-- Task to complete --
Please show each line below that contains the word "puffy".
▬▬▬▬▬▬▬▬▬▬
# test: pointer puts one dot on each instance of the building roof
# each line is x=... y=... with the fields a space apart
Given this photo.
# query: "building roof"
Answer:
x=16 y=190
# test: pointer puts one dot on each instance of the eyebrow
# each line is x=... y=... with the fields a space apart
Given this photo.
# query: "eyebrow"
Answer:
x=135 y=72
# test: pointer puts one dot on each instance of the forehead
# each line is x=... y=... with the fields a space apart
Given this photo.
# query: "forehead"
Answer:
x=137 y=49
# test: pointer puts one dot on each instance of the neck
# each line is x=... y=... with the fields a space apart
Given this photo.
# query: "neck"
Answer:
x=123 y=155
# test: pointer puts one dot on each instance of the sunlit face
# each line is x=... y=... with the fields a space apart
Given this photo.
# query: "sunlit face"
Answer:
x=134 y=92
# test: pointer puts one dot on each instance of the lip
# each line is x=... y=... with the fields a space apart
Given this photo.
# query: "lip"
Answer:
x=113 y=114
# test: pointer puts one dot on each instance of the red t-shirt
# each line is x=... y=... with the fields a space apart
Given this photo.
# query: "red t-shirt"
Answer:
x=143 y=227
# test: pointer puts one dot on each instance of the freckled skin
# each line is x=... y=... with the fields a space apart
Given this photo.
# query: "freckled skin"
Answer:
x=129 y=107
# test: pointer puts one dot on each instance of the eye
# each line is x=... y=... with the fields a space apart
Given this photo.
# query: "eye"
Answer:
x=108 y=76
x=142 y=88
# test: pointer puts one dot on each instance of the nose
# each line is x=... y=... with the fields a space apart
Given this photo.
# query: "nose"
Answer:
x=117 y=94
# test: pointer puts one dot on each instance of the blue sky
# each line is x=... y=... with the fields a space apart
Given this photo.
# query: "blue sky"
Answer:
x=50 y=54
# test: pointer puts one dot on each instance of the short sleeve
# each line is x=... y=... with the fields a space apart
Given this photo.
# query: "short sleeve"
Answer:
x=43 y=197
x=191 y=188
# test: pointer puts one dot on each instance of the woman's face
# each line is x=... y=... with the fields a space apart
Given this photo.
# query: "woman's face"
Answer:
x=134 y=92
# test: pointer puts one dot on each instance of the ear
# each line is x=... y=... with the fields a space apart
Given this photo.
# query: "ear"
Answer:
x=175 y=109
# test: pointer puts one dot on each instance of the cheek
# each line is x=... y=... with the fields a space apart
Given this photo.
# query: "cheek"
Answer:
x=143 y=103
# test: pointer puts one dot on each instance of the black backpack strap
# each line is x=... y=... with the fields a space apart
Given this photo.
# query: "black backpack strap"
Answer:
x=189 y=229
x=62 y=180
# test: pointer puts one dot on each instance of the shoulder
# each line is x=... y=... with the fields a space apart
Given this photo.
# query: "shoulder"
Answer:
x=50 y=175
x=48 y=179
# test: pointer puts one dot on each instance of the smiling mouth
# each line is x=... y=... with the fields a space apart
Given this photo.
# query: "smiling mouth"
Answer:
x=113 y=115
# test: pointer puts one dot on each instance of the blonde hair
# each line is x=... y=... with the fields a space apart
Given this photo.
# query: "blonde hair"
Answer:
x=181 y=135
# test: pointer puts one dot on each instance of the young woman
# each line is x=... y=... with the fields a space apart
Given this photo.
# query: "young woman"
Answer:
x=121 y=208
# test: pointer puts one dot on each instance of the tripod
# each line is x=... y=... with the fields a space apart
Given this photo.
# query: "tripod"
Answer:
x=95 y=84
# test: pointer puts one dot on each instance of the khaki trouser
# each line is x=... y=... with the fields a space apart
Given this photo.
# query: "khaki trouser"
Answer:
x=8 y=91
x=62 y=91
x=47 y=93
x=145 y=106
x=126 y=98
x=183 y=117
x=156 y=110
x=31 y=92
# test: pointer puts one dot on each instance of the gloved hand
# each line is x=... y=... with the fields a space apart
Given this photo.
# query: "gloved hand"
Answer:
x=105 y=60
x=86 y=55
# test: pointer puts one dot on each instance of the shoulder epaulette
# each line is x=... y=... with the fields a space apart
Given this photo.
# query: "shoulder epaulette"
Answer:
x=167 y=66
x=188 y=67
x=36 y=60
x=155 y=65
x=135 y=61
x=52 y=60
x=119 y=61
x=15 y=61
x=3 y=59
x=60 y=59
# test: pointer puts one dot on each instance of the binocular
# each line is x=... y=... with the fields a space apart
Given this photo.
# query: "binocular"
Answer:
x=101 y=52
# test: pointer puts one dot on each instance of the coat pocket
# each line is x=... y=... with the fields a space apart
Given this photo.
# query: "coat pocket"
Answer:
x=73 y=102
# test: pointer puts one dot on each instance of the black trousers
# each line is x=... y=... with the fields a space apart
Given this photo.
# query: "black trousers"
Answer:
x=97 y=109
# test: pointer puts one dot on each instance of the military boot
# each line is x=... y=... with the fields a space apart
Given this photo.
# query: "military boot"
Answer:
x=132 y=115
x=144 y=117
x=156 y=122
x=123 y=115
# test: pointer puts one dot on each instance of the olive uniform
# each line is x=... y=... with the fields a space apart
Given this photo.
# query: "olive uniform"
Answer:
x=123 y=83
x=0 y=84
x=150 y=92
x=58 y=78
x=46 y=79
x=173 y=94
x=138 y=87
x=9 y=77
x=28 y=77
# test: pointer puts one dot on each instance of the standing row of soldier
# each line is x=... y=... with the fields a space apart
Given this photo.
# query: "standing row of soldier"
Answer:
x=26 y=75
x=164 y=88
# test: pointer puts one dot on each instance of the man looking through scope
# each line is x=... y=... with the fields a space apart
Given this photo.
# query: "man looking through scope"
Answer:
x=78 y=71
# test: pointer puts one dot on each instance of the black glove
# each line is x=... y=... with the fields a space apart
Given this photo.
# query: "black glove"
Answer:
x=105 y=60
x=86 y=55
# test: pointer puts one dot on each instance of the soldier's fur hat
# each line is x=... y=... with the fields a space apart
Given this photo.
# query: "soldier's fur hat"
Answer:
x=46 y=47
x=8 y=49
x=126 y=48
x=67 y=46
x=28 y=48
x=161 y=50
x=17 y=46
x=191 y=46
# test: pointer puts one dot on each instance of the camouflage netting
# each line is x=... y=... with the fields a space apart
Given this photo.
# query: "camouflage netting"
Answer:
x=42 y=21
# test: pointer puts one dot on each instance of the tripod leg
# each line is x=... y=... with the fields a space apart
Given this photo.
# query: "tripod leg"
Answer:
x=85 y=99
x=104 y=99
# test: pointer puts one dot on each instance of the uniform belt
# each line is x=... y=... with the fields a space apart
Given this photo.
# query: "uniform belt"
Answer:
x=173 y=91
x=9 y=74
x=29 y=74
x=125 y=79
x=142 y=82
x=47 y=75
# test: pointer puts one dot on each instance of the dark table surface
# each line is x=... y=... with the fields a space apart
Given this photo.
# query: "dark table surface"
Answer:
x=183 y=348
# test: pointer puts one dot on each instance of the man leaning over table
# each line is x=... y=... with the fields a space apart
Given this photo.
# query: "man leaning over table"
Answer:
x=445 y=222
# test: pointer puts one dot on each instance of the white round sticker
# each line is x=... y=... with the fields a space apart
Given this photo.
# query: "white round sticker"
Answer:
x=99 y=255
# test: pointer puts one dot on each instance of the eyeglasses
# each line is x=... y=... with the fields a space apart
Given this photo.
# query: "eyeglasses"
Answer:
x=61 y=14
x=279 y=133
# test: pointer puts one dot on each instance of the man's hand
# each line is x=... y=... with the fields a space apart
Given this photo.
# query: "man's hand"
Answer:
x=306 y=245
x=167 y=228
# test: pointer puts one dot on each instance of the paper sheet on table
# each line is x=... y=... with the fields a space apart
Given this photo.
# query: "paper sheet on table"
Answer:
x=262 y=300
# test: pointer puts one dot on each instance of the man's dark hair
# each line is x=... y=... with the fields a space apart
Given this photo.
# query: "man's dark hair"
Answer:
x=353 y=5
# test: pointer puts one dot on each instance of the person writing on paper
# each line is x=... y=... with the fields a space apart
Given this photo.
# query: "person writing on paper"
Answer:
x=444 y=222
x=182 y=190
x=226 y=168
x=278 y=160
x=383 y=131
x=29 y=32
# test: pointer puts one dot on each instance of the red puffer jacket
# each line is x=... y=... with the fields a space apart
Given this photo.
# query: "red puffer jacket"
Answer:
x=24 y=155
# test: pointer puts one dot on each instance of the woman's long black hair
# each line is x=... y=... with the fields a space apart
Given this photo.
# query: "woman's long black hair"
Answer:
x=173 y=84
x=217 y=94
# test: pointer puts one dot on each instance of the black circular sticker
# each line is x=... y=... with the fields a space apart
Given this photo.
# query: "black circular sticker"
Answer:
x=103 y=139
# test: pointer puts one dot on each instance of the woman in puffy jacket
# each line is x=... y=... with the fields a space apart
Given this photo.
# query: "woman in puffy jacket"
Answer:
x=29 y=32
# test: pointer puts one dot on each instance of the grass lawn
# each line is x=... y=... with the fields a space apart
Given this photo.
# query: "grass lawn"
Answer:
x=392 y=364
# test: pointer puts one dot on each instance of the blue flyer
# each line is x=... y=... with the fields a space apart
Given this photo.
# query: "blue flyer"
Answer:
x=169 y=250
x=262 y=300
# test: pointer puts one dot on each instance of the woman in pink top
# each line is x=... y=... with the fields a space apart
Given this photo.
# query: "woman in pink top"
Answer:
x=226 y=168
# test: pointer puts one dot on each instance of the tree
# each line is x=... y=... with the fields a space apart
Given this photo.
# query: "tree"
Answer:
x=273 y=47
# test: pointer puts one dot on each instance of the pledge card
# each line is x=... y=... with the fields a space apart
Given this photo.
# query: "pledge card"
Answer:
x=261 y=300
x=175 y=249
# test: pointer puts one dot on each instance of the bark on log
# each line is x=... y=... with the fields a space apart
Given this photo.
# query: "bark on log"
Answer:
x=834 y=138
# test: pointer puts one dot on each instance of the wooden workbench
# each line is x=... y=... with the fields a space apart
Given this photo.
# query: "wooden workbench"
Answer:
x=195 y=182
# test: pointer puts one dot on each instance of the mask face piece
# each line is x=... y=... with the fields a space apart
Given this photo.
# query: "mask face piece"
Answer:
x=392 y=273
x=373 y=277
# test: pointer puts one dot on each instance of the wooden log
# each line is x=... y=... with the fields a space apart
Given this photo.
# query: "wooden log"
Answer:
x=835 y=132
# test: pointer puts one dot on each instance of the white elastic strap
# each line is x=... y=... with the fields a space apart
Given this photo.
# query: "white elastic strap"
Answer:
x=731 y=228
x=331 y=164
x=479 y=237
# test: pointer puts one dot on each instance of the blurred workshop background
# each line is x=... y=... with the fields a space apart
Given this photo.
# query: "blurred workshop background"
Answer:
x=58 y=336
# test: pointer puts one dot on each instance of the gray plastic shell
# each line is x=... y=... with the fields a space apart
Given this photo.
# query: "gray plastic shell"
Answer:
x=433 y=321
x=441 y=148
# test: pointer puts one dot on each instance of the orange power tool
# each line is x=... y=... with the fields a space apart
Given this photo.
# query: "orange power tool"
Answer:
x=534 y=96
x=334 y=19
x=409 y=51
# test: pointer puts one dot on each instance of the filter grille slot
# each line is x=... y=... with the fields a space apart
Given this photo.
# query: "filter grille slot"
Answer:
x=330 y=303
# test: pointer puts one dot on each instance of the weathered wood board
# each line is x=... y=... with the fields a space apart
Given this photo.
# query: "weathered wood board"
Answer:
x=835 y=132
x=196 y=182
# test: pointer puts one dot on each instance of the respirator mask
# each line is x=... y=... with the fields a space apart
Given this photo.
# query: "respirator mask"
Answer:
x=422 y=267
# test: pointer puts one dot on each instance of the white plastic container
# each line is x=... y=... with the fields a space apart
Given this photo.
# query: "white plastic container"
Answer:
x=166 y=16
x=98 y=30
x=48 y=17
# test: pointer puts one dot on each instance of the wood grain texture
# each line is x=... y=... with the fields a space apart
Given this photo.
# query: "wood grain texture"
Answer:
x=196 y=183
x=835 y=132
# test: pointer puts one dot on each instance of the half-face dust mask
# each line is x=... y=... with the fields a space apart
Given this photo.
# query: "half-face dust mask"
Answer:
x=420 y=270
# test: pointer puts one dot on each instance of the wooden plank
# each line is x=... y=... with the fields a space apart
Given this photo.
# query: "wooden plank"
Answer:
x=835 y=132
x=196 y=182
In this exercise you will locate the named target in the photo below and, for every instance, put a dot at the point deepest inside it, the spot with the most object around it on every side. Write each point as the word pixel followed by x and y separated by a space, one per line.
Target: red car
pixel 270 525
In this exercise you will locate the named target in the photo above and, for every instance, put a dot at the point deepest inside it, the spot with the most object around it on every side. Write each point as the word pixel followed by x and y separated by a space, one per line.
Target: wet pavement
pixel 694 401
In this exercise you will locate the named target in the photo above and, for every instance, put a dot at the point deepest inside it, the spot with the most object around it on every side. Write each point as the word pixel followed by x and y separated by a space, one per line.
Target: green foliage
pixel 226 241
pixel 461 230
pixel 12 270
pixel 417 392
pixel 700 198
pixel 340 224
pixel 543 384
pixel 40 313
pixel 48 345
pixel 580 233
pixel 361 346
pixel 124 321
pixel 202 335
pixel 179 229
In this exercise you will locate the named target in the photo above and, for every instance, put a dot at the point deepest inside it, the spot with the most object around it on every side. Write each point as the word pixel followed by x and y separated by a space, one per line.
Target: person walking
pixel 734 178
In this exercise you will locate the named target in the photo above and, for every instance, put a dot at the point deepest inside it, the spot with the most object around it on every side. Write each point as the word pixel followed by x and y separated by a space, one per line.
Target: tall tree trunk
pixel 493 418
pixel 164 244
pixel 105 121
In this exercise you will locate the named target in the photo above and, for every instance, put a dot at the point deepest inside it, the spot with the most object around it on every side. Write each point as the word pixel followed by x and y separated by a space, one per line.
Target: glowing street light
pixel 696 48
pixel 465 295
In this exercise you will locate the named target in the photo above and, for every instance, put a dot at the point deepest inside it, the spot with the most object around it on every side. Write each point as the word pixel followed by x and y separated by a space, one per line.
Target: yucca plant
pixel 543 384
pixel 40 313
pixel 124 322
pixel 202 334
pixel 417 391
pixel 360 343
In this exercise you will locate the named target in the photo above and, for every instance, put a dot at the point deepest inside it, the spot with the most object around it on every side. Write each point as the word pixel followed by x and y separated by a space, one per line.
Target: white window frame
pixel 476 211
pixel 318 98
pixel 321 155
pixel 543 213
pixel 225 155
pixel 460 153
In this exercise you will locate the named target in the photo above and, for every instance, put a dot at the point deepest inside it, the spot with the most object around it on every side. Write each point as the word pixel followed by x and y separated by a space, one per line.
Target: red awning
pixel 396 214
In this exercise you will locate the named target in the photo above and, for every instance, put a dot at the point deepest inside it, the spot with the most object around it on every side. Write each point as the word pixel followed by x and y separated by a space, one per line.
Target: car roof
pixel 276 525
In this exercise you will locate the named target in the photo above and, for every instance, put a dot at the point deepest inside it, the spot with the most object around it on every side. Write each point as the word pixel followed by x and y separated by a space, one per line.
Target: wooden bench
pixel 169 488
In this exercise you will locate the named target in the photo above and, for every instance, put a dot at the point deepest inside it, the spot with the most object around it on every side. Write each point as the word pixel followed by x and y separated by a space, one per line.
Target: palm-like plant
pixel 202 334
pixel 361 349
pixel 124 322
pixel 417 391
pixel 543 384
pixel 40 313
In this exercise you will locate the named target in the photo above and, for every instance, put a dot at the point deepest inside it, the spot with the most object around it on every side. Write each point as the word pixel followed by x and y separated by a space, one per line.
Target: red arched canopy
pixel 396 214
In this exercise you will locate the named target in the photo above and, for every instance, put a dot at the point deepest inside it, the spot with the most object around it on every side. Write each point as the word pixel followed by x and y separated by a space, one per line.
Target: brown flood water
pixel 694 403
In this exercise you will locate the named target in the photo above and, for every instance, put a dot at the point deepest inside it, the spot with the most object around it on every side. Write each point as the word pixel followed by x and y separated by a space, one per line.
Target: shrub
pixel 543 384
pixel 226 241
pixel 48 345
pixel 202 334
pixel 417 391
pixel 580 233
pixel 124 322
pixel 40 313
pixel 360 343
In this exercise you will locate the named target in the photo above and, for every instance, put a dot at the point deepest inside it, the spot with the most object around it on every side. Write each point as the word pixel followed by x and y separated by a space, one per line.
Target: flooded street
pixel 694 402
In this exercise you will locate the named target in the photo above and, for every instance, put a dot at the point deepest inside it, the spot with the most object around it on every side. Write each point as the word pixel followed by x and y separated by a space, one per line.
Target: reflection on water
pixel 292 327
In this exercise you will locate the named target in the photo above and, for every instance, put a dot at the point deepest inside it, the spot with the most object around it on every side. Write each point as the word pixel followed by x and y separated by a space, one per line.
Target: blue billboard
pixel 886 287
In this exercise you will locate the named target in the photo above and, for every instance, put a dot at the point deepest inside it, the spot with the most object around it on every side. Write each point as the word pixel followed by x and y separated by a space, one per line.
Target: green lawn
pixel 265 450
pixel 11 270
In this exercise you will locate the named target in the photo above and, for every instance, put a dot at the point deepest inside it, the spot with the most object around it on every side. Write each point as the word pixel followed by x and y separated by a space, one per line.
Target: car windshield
▬▬▬▬▬▬▬▬▬▬
-- Task solution --
# test: pointer puts one dot on each instance of the woman in puffy jacket
# query: "woman in puffy jacket"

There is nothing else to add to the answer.